# [Required work]
Every line of the records below that holds the word "woman" belongs in the answer.
↓
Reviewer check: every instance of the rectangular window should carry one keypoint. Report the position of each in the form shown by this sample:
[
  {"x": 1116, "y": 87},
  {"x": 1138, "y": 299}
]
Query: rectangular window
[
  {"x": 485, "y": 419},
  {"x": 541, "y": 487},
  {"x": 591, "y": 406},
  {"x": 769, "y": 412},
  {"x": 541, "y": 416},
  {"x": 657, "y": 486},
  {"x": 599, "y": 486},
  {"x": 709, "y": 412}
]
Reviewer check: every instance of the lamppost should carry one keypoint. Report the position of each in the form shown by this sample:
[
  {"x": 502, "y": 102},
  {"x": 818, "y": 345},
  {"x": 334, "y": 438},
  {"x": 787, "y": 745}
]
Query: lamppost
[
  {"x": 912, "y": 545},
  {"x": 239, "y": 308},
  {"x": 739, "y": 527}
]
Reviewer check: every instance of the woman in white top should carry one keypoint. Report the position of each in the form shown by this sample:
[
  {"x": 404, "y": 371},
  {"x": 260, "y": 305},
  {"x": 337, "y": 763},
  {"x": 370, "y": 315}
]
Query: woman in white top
↑
# [Answer for this exercise]
Reviewer check: every instance of the woman in white top should carry one keypoint. Report the position of each in the form shown by this sample:
Query: woman in white top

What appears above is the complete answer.